__Exercise__: Check every line of the entries for the string "negative" and return the ones that contain it.

__Data supplied__:

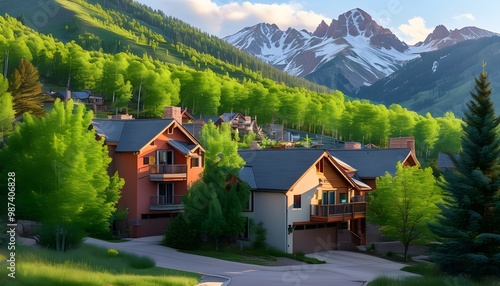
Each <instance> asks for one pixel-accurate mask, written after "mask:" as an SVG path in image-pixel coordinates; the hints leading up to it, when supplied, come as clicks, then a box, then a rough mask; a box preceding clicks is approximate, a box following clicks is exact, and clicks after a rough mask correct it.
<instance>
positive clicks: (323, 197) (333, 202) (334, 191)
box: [322, 191, 336, 205]
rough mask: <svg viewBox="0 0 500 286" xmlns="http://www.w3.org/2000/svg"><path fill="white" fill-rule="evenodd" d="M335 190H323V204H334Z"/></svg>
mask: <svg viewBox="0 0 500 286" xmlns="http://www.w3.org/2000/svg"><path fill="white" fill-rule="evenodd" d="M335 195H336V192H335V191H323V200H322V204H323V205H334V204H335Z"/></svg>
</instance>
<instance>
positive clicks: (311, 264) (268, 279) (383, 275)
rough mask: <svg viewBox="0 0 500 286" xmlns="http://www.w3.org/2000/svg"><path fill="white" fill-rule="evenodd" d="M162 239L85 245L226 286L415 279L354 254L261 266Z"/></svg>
mask: <svg viewBox="0 0 500 286" xmlns="http://www.w3.org/2000/svg"><path fill="white" fill-rule="evenodd" d="M161 239H162V237H161V236H155V237H145V238H138V239H133V240H131V241H127V242H121V243H112V242H106V241H102V240H97V239H93V238H87V239H86V240H85V243H88V244H94V245H99V246H102V247H105V248H114V249H117V250H123V251H127V252H133V253H136V254H140V255H147V256H150V257H151V258H153V259H155V260H156V265H157V266H159V267H164V268H171V269H178V270H184V271H190V272H197V273H201V274H203V275H208V276H212V277H211V278H210V277H209V278H208V279H206V280H207V281H225V282H224V285H238V286H239V285H262V286H263V285H266V286H273V285H297V286H299V285H342V286H351V285H352V286H360V285H366V284H367V283H366V282H369V281H371V280H373V279H375V278H376V277H378V276H396V277H398V276H401V277H402V276H414V274H411V273H408V272H403V271H400V270H399V269H401V268H402V267H404V266H405V265H404V264H401V263H395V262H392V261H388V260H385V259H381V258H377V257H373V256H370V255H364V254H361V253H355V252H347V251H325V252H318V253H314V254H311V255H310V256H312V257H316V258H318V259H321V260H325V261H327V263H326V264H301V265H292V266H259V265H252V264H244V263H238V262H231V261H225V260H220V259H215V258H210V257H204V256H198V255H192V254H186V253H182V252H178V251H176V250H175V249H172V248H168V247H165V246H162V245H159V243H160V241H161ZM212 278H213V279H212ZM221 284H222V283H220V282H219V283H216V284H214V285H221ZM207 285H209V284H207ZM210 285H212V284H210Z"/></svg>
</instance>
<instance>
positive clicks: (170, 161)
mask: <svg viewBox="0 0 500 286" xmlns="http://www.w3.org/2000/svg"><path fill="white" fill-rule="evenodd" d="M157 155H158V164H160V165H173V164H174V152H173V151H172V150H158V151H157Z"/></svg>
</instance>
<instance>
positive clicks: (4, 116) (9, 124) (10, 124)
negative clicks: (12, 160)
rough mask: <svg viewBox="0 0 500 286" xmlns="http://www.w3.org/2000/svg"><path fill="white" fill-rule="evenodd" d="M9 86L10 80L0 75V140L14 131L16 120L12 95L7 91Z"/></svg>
mask: <svg viewBox="0 0 500 286" xmlns="http://www.w3.org/2000/svg"><path fill="white" fill-rule="evenodd" d="M8 88H9V82H8V81H7V79H5V78H4V77H3V76H2V75H0V142H1V141H2V138H3V137H5V135H8V134H9V133H10V132H11V131H12V127H13V122H14V109H13V107H12V96H11V95H10V93H9V92H7V90H8Z"/></svg>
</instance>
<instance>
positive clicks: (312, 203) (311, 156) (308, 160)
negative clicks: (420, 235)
mask: <svg viewBox="0 0 500 286" xmlns="http://www.w3.org/2000/svg"><path fill="white" fill-rule="evenodd" d="M239 154H240V156H242V157H243V159H244V160H245V161H246V164H245V166H244V167H243V168H242V170H241V171H240V174H239V177H240V178H241V179H242V180H244V181H246V182H247V183H248V184H249V185H250V187H251V199H250V204H249V207H248V211H246V212H245V213H244V215H245V216H247V217H248V218H251V219H253V220H254V222H255V223H259V222H263V224H264V227H265V228H266V229H267V243H268V244H269V245H270V246H271V247H274V248H276V249H279V250H281V251H285V252H288V253H294V252H298V251H303V252H305V253H311V252H315V251H320V250H331V249H336V248H337V246H338V245H339V244H340V243H341V242H342V241H349V242H352V243H354V244H356V245H363V244H364V237H365V228H366V223H365V218H366V202H365V200H364V194H365V192H367V191H370V190H371V188H370V186H368V185H367V184H365V183H363V182H362V181H360V180H358V179H356V178H355V177H354V175H355V169H354V168H352V167H350V166H349V165H348V164H346V163H344V162H341V161H339V160H337V159H336V158H335V157H333V156H331V155H330V154H329V153H328V152H327V151H325V150H320V149H281V150H279V149H262V150H240V151H239ZM245 236H246V235H245ZM245 236H244V237H245Z"/></svg>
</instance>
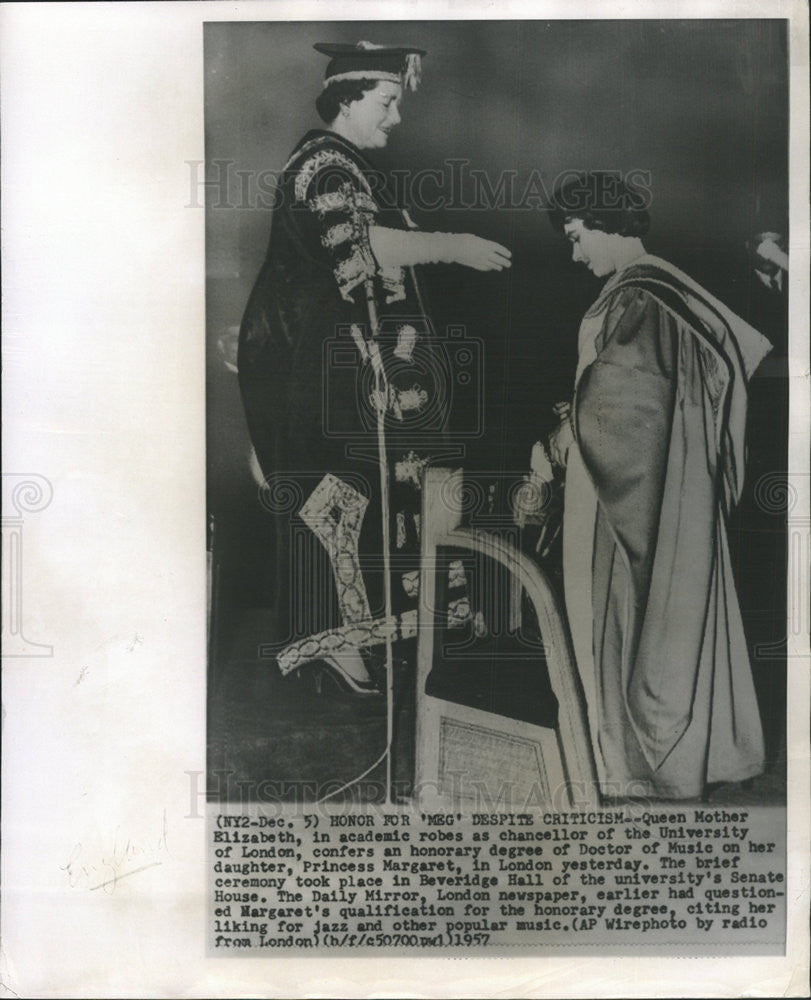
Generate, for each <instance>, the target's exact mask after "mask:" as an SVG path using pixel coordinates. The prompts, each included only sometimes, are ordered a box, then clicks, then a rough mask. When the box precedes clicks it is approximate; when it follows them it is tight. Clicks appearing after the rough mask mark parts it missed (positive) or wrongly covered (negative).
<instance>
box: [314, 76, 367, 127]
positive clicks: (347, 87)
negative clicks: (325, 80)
mask: <svg viewBox="0 0 811 1000" xmlns="http://www.w3.org/2000/svg"><path fill="white" fill-rule="evenodd" d="M378 83H380V81H379V80H369V79H366V78H364V79H361V80H337V81H336V82H335V83H331V84H330V85H329V86H328V87H325V88H324V89H323V90H322V91H321V93H320V94H319V95H318V97H316V99H315V109H316V111H317V112H318V114H319V116H320V118H321V121H323V122H326V123H327V125H330V124H331V123H332V122H334V121H335V119H336V118H337V117H338V113H339V112H340V110H341V105H342V104H350V103H351V102H352V101H359V100H360V99H361V98H362V97H363V95H364V94H365V93H366V91H367V90H374V89H375V87H376V86H377V85H378Z"/></svg>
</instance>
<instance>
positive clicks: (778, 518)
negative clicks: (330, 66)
mask: <svg viewBox="0 0 811 1000" xmlns="http://www.w3.org/2000/svg"><path fill="white" fill-rule="evenodd" d="M359 39H367V40H369V41H372V42H375V43H386V44H396V43H411V44H415V45H420V46H422V47H424V48H425V49H427V50H428V55H427V56H426V57H425V58H424V59H423V82H422V85H421V87H420V89H419V90H418V91H417V93H416V94H411V93H408V94H407V95H406V96H405V99H404V101H403V108H402V117H403V123H402V125H400V126H399V127H398V128H397V129H396V130H395V132H394V133H393V135H392V138H391V140H390V142H389V146H388V148H387V149H386V150H385V151H381V152H380V153H379V154H378V153H375V155H374V157H373V158H374V160H375V162H376V163H377V164H378V165H379V166H380V167H382V168H384V169H386V170H390V169H396V170H404V171H409V172H410V173H411V174H412V175H413V174H416V173H417V172H418V171H420V170H425V169H427V168H437V169H442V168H443V163H444V162H445V161H446V160H448V159H464V160H467V161H468V162H469V165H470V167H472V168H475V169H479V170H483V171H485V172H486V174H487V176H488V178H489V179H490V181H491V183H492V184H493V185H495V184H496V183H497V179H498V177H499V173H500V172H501V171H503V170H507V169H509V170H513V171H515V172H516V174H517V181H516V184H515V190H516V191H518V192H520V191H522V190H523V188H524V186H525V185H526V183H527V181H528V180H529V177H530V175H531V173H532V172H533V171H537V172H539V175H540V177H541V178H542V180H543V184H544V186H545V188H546V190H547V191H548V192H550V193H551V191H552V189H553V186H554V182H555V178H556V177H557V176H558V175H559V174H560V173H561V172H562V171H566V170H583V169H604V170H616V171H620V172H622V173H625V172H627V171H631V170H637V171H647V172H649V177H650V183H649V187H650V191H651V204H650V210H651V217H652V225H651V230H650V233H649V235H648V237H647V238H646V239H645V245H646V248H647V250H648V251H650V252H652V253H656V254H659V255H661V256H662V257H664V258H666V259H668V260H670V261H671V262H672V263H674V264H676V265H677V266H679V267H681V268H682V269H683V270H685V271H687V272H688V273H689V274H690V275H692V276H693V277H694V278H696V279H697V280H698V281H699V282H700V283H701V284H703V285H704V286H705V287H706V288H708V289H709V290H710V291H712V292H714V293H715V294H716V295H718V296H719V297H720V298H722V299H723V300H724V301H725V302H726V303H727V304H728V305H730V306H731V307H732V308H733V309H735V310H736V311H737V312H738V313H740V314H741V315H742V316H744V317H745V318H747V319H750V321H752V322H754V323H755V325H758V326H760V327H761V328H763V332H764V333H766V334H767V335H768V336H770V337H771V338H772V339H775V330H777V327H778V326H779V320H778V321H777V326H775V325H774V323H773V320H772V319H769V318H768V317H767V318H764V316H765V313H764V312H763V310H762V308H761V299H762V294H761V292H762V290H761V289H759V287H758V283H757V281H756V279H755V278H754V276H753V271H752V267H751V258H750V251H749V250H747V248H746V241H747V240H748V239H750V238H751V237H752V236H753V235H754V234H755V233H757V232H760V231H762V230H772V229H773V230H777V231H779V232H782V233H786V232H787V194H788V78H787V67H788V61H787V60H788V54H787V43H786V29H785V22H783V21H775V20H750V21H742V20H735V21H720V20H713V21H707V20H692V21H554V22H547V21H481V22H395V21H392V22H372V23H363V22H352V23H343V22H331V23H326V24H325V23H318V24H311V23H265V22H262V23H233V24H231V23H211V24H208V25H206V29H205V72H206V89H205V95H206V108H205V121H206V165H205V171H206V178H207V180H208V184H207V186H206V190H205V192H204V191H203V187H202V185H201V184H199V185H198V184H196V183H195V179H194V177H192V183H191V192H190V197H191V199H192V201H195V200H197V203H199V201H200V200H202V198H203V196H204V194H205V199H206V213H207V214H206V224H207V274H208V294H207V334H208V344H209V352H208V356H209V365H208V386H207V391H208V505H209V512H210V513H211V514H212V515H214V517H215V519H216V524H217V538H218V552H217V556H218V558H217V563H218V567H219V571H218V572H219V576H218V586H217V594H216V601H217V608H218V614H217V616H216V618H215V622H214V631H215V636H214V640H215V641H214V650H215V652H214V656H213V667H214V668H215V673H216V669H217V665H218V664H219V663H221V662H223V663H224V662H225V661H226V660H228V659H229V657H232V656H233V655H234V653H233V649H234V643H235V642H237V641H238V638H237V634H238V631H239V628H238V623H239V616H240V614H241V613H242V611H243V610H244V609H249V608H254V609H261V608H262V607H263V606H264V605H266V604H267V603H268V600H269V597H268V592H267V567H268V565H269V561H270V560H271V559H272V542H271V538H270V531H269V525H268V524H267V523H266V522H267V521H268V520H269V518H267V517H263V515H262V509H261V507H260V505H259V503H258V500H257V487H256V485H255V484H254V483H253V481H252V479H251V476H250V473H249V470H248V454H249V448H250V443H249V439H248V436H247V430H246V427H245V422H244V418H243V414H242V407H241V402H240V398H239V391H238V387H237V380H236V375H235V374H233V372H230V371H229V370H228V369H227V368H226V366H225V365H224V363H223V359H222V354H221V351H220V350H219V349H218V346H217V343H218V340H219V339H220V338H221V337H222V336H223V335H224V334H226V335H227V334H228V333H229V331H230V333H231V334H232V335H233V334H234V333H235V332H236V328H237V327H238V325H239V322H240V319H241V315H242V311H243V309H244V307H245V303H246V301H247V298H248V294H249V292H250V289H251V286H252V284H253V281H254V279H255V277H256V274H257V273H258V271H259V268H260V266H261V263H262V260H263V258H264V254H265V249H266V245H267V240H268V235H269V231H270V225H271V217H272V211H271V208H270V205H269V204H264V205H263V204H262V203H261V197H260V196H261V193H262V192H261V190H260V189H259V188H258V187H257V185H258V184H260V183H261V181H262V178H263V177H264V179H265V180H267V178H268V177H269V176H270V175H269V174H268V172H269V171H270V172H275V171H280V170H281V168H282V167H283V165H284V163H285V161H286V159H287V157H288V154H289V153H290V151H291V150H292V148H293V146H294V145H295V144H296V143H297V142H298V140H299V139H300V138H301V136H302V135H303V134H304V132H305V131H306V130H307V129H308V128H311V127H320V126H321V125H322V123H321V122H320V120H319V119H318V117H317V115H316V112H315V108H314V100H315V98H316V96H317V95H318V93H319V92H320V90H321V81H322V79H323V74H324V69H325V59H324V57H323V56H320V55H319V54H317V53H316V52H314V51H313V49H312V45H313V43H314V42H317V41H335V42H352V43H354V42H356V41H358V40H359ZM263 172H264V173H263ZM199 180H202V174H201V176H200V178H199ZM428 190H429V191H430V192H434V191H435V187H434V186H429V187H428ZM538 200H539V199H538V198H537V197H536V200H535V207H532V208H529V209H519V208H515V207H513V208H510V207H502V208H491V209H489V210H475V209H471V208H459V207H454V206H453V205H452V204H445V205H443V206H440V207H438V208H435V209H433V210H431V211H426V210H425V209H424V208H423V209H422V210H421V209H420V207H419V206H413V210H412V215H413V217H414V219H415V221H416V222H417V223H418V225H420V226H421V227H422V228H424V229H428V230H440V231H456V232H463V231H468V232H473V233H476V234H478V235H481V236H484V237H488V238H491V239H494V240H497V241H499V242H501V243H503V244H506V245H507V246H508V247H509V248H510V249H511V250H512V253H513V267H512V269H511V270H510V271H508V272H504V273H501V274H479V273H478V272H474V271H471V270H465V269H462V268H459V267H448V266H444V267H440V266H434V267H426V268H423V269H422V270H423V274H424V279H425V284H426V286H427V289H428V293H429V298H430V301H431V305H432V316H433V319H434V323H435V326H436V327H437V330H438V332H440V334H441V332H442V330H443V329H444V328H445V327H446V325H447V324H453V325H455V326H464V327H465V329H466V332H467V335H468V336H471V337H475V338H479V339H480V340H481V342H482V345H483V351H482V354H483V360H482V363H481V367H480V371H479V373H478V377H479V379H480V380H481V383H482V384H483V388H484V400H485V406H484V414H483V433H482V435H481V436H480V437H478V438H476V439H475V440H471V439H468V440H466V441H465V449H466V453H465V458H464V462H463V464H464V465H465V467H466V469H471V470H485V471H491V470H501V469H506V470H523V469H526V468H527V467H528V463H529V452H530V448H531V446H532V443H533V442H534V441H535V440H537V439H538V438H539V437H540V436H541V434H542V433H544V432H545V431H546V430H548V429H549V427H550V426H551V420H552V418H551V413H550V407H551V405H552V403H554V402H555V401H556V400H558V399H566V398H569V397H570V395H571V386H572V378H573V374H574V366H575V360H576V336H577V328H578V323H579V319H580V317H581V316H582V314H583V312H584V311H585V309H586V308H587V307H588V305H589V304H590V303H591V302H592V301H593V299H594V298H595V297H596V294H597V292H598V289H599V282H598V281H597V280H596V279H594V278H593V277H592V276H591V275H590V274H589V273H588V272H586V271H585V270H583V269H582V268H578V267H576V266H574V265H573V264H572V263H571V261H570V254H569V247H568V245H567V243H566V242H565V241H563V240H561V238H560V237H558V236H556V234H555V233H554V232H553V231H552V228H551V226H550V225H549V221H548V219H547V216H546V212H545V211H544V209H543V207H540V206H538V204H537V203H538ZM769 323H772V327H773V328H772V329H771V330H769V329H765V328H764V327H765V326H766V325H768V324H769ZM778 333H779V331H778ZM780 335H782V336H784V333H783V334H780ZM778 339H779V337H778ZM778 353H780V345H778ZM767 384H768V385H772V384H774V385H775V387H777V383H776V382H773V383H772V382H770V383H767ZM784 394H785V388H784V386H783V384H782V381H781V385H780V388H779V390H778V391H777V392H776V393H768V392H767V395H770V396H771V397H772V398H773V400H775V401H776V402H773V405H771V406H767V407H766V408H765V409H763V410H762V413H760V414H755V419H757V420H759V421H760V423H761V424H767V423H768V425H769V426H767V427H765V428H764V427H761V437H764V430H765V438H766V439H767V440H771V441H772V442H773V460H772V461H771V466H770V467H771V468H774V469H777V470H785V469H786V459H785V457H784V449H785V430H784V422H785V413H784V412H783V410H784V407H783V403H782V402H781V400H782V399H783V396H784ZM472 399H473V397H472V396H469V395H468V396H467V397H466V396H464V395H460V394H457V397H456V398H455V400H454V406H455V414H456V417H455V419H456V422H457V423H458V424H459V426H462V425H464V424H465V423H466V420H467V417H469V416H470V414H469V412H468V409H469V407H470V406H471V405H473V404H472ZM767 464H768V463H767ZM758 468H759V471H760V472H761V473H762V471H763V469H764V463H763V457H762V455H761V460H760V465H759V466H758ZM751 490H752V483H751V482H750V483H749V491H750V494H751ZM749 506H750V507H751V506H752V505H751V503H750V504H749ZM744 508H746V504H744ZM742 517H743V520H741V518H742ZM747 517H748V518H749V520H747ZM747 531H748V532H749V535H747V534H746V533H747ZM736 532H737V534H736ZM764 532H765V534H764ZM780 532H783V533H784V522H783V521H782V520H781V519H780V518H779V517H775V516H774V513H773V514H772V517H771V520H770V521H763V519H762V518H761V520H760V521H758V520H757V515H756V516H755V517H754V519H752V517H751V516H750V515H748V514H746V515H738V516H737V521H736V523H735V524H734V525H733V538H732V550H733V562H734V563H736V564H737V568H738V573H739V581H740V582H741V584H742V591H741V602H742V605H743V609H744V615H745V620H746V623H747V626H748V627H749V631H750V635H754V634H755V633H757V636H758V637H759V638H758V639H757V641H761V640H764V639H765V640H766V641H779V637H780V634H781V629H782V621H781V619H780V615H781V614H782V611H781V608H780V601H781V594H782V591H783V590H784V579H785V577H784V575H783V576H782V577H781V575H780V565H779V558H778V561H777V562H775V553H777V554H778V556H779V553H778V552H777V549H778V548H779V545H777V548H776V547H775V545H776V544H777V543H776V542H775V538H776V534H775V533H780ZM761 536H762V537H763V538H765V539H766V540H765V541H764V542H763V546H765V548H764V554H763V556H762V562H761V563H757V562H754V563H753V561H752V560H753V558H754V557H753V556H752V554H751V552H752V551H754V550H757V548H758V546H757V545H755V546H754V549H753V548H752V546H751V545H750V544H749V543H750V542H751V540H752V539H755V540H757V539H761ZM770 545H771V548H769V546H770ZM747 550H749V554H748V555H747ZM757 558H760V557H759V556H758V557H757ZM747 559H748V560H749V561H748V562H747ZM758 570H761V572H760V573H759V575H760V576H761V577H764V575H765V576H766V578H767V582H768V583H769V587H770V590H769V592H770V593H771V595H772V601H771V603H770V604H769V607H765V606H764V601H765V598H764V596H763V590H762V588H761V589H760V590H758V588H757V587H754V589H752V588H750V589H747V581H748V580H749V579H750V578H751V577H753V575H754V576H756V575H758ZM753 571H754V572H753ZM758 616H760V617H759V618H758ZM766 619H768V621H769V624H768V626H767V625H766V624H765V623H766ZM758 621H760V625H758V624H757V623H758ZM753 623H754V625H753ZM775 623H776V624H775ZM754 641H755V640H753V642H754ZM268 669H269V668H268ZM776 669H777V668H776V665H775V663H769V664H767V665H766V667H765V668H764V669H763V671H761V675H760V676H759V675H758V670H757V669H756V680H757V681H758V684H759V691H761V694H763V692H764V691H765V692H766V695H765V697H767V698H769V697H772V698H774V697H777V702H776V703H775V704H774V705H772V708H771V709H769V710H768V712H774V713H777V714H778V715H779V714H781V712H782V703H781V702H780V697H781V695H780V687H779V683H778V682H777V681H775V677H776V676H777V674H776V673H775V671H776ZM769 692H772V693H771V694H770V693H769ZM774 692H776V695H775V694H774ZM768 712H767V714H768ZM778 728H779V727H778Z"/></svg>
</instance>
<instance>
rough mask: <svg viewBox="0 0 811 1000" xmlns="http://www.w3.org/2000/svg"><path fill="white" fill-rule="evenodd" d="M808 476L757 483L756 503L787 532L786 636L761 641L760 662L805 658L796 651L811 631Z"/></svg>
mask: <svg viewBox="0 0 811 1000" xmlns="http://www.w3.org/2000/svg"><path fill="white" fill-rule="evenodd" d="M808 488H809V477H808V474H807V473H806V474H797V473H794V474H792V475H789V474H787V473H785V472H767V473H764V475H762V476H761V477H760V479H758V481H757V482H756V483H755V503H756V504H757V506H758V507H759V508H760V510H762V511H763V513H764V514H768V515H771V516H773V517H774V519H775V525H776V527H777V530H782V528H781V527H780V522H781V520H782V521H783V522H784V524H785V530H786V556H787V567H786V569H787V574H788V579H787V597H788V607H787V609H786V610H787V617H786V634H785V636H782V637H781V638H780V639H778V640H776V641H775V642H761V643H757V644H756V645H755V647H754V653H755V657H756V659H758V660H783V659H785V658H786V657H796V656H802V655H804V654H803V653H798V652H796V648H797V646H798V644H800V645H801V644H802V643H803V642H804V640H805V638H806V637H807V636H808V634H809V632H811V621H809V612H810V607H809V602H811V594H810V593H809V581H811V519H809V516H808V512H807V509H806V511H805V513H804V512H803V504H802V502H801V497H803V496H805V495H807V493H808Z"/></svg>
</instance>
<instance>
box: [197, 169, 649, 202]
mask: <svg viewBox="0 0 811 1000" xmlns="http://www.w3.org/2000/svg"><path fill="white" fill-rule="evenodd" d="M186 166H187V167H188V171H189V200H188V202H187V203H186V208H203V207H204V202H205V203H206V204H207V205H208V207H209V208H211V209H215V210H217V209H231V210H244V211H248V210H251V211H274V210H276V209H278V208H280V207H281V205H282V203H283V200H284V191H283V182H284V180H285V179H286V174H285V171H284V170H270V169H266V170H254V169H250V170H246V169H244V168H240V167H239V165H238V163H237V162H236V161H235V160H227V159H215V160H212V161H211V163H210V164H208V166H206V164H205V163H204V161H203V160H186ZM323 173H324V175H325V176H324V178H323V180H325V181H326V180H327V179H329V177H330V176H331V175H330V173H329V171H324V172H323ZM583 176H584V175H583V172H582V171H580V170H577V169H572V170H563V171H561V172H560V173H558V174H557V175H556V176H554V177H552V178H550V177H548V176H544V173H543V171H541V170H540V169H538V168H537V167H534V168H533V169H532V170H530V171H529V172H526V171H518V170H515V169H505V170H499V171H498V172H496V173H493V172H491V171H487V170H484V169H482V168H481V167H475V166H473V165H472V164H471V162H470V161H469V160H467V159H446V160H443V162H442V164H441V166H438V167H425V168H423V169H421V170H391V171H389V172H387V174H386V175H385V176H384V175H383V174H382V173H380V174H375V173H373V172H370V173H369V174H368V181H369V184H370V186H371V187H372V188H373V189H374V188H378V189H382V188H384V187H385V188H386V190H387V192H388V195H389V197H390V198H393V199H394V202H395V204H396V205H397V207H399V208H402V209H414V210H417V211H423V212H435V211H439V210H443V211H451V212H453V211H457V212H458V211H466V212H470V211H477V212H478V211H481V212H491V211H493V210H510V211H515V210H517V211H527V212H531V211H546V210H548V208H549V205H550V203H551V201H552V194H553V192H554V191H555V190H557V189H558V188H560V187H562V186H563V185H565V184H567V182H569V181H576V182H579V183H580V185H581V186H580V187H578V185H577V183H576V184H575V185H574V186H572V187H570V188H568V191H569V197H571V198H575V197H577V195H578V194H579V195H580V196H581V197H582V196H584V195H585V194H586V193H587V192H586V191H585V190H584V189H583V188H582V184H584V183H588V184H592V185H593V184H599V185H601V190H600V191H594V192H591V191H589V192H588V193H589V194H593V195H594V197H595V198H596V199H597V200H598V203H599V204H605V205H606V206H607V207H610V204H611V201H612V198H613V199H614V200H615V201H616V205H615V206H614V207H616V208H617V209H636V210H639V209H642V208H645V209H647V208H650V206H651V201H652V196H651V187H652V178H651V171H650V170H647V169H644V168H642V167H634V168H632V169H630V170H611V169H608V170H605V171H602V172H601V174H600V176H599V177H596V178H595V177H594V176H593V175H592V177H591V178H590V179H589V180H588V181H584V180H583ZM621 190H624V191H625V194H624V195H622V196H621V195H620V193H619V192H620V191H621ZM629 192H630V193H629ZM373 193H374V190H373ZM302 207H306V206H302ZM560 207H562V208H566V205H565V204H563V205H561V206H560ZM571 207H575V206H574V204H572V206H571Z"/></svg>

__Solution to the problem__:
negative clicks: (12, 160)
negative clicks: (420, 235)
Generate, for each <instance>, the target's exact mask after "mask:" as an SVG path using pixel coordinates. The prompts, each included only sometimes, are ordered a box, then clicks, then a rough mask. When the box precedes clicks it is approximate; when it follows them it is tight. Clicks appearing after the rough mask mark parts it missed (positive) or wrongly covered (negative).
negative clicks: (325, 80)
negative clicks: (330, 66)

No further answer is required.